### DATA SECTION:
+ + +

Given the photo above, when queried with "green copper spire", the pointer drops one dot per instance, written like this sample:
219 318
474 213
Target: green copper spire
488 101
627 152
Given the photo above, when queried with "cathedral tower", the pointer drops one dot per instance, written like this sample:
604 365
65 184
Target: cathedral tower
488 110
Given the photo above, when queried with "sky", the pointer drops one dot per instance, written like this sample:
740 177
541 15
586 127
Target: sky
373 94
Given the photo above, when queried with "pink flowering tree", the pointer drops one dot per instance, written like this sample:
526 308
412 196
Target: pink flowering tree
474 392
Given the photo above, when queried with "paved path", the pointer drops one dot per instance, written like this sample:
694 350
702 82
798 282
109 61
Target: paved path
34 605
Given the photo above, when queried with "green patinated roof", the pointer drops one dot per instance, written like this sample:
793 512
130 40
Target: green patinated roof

+ + +

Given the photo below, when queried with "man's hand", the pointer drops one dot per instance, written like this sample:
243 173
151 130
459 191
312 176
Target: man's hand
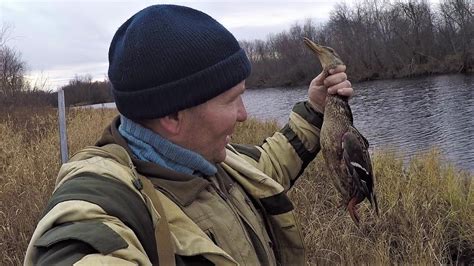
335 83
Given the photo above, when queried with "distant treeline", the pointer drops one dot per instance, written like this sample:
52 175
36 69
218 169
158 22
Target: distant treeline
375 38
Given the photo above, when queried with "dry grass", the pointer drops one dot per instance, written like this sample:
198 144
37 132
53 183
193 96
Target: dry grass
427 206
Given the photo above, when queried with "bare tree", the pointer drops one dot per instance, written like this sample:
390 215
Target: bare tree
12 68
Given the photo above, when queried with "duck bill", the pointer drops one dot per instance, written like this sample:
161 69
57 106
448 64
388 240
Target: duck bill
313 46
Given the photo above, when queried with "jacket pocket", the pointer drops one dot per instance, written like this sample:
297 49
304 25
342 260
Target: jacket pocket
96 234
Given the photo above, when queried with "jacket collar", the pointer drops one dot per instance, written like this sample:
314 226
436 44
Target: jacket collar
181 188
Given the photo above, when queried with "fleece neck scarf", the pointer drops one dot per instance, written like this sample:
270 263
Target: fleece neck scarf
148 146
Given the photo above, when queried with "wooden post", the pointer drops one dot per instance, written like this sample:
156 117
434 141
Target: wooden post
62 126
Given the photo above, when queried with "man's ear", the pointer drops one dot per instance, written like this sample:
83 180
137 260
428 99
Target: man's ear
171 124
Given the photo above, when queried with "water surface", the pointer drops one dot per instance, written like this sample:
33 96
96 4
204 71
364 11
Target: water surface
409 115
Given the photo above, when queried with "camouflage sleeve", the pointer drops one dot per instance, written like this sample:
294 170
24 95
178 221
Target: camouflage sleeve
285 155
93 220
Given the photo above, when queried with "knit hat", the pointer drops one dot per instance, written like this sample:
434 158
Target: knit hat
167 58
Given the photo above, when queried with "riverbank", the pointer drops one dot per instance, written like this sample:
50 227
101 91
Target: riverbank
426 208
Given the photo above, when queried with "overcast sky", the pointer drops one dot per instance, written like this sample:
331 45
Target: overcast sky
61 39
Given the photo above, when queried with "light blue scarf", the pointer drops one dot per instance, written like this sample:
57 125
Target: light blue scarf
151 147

+ + +

### TO BE DONE:
Can you pull out every line above that contains the string "wooden"? Case counts.

### RESULT OF THE TASK:
Given the photo above, when queried with "wooden post", the pointer drops one dot per instance, written like this sample:
Target: wooden post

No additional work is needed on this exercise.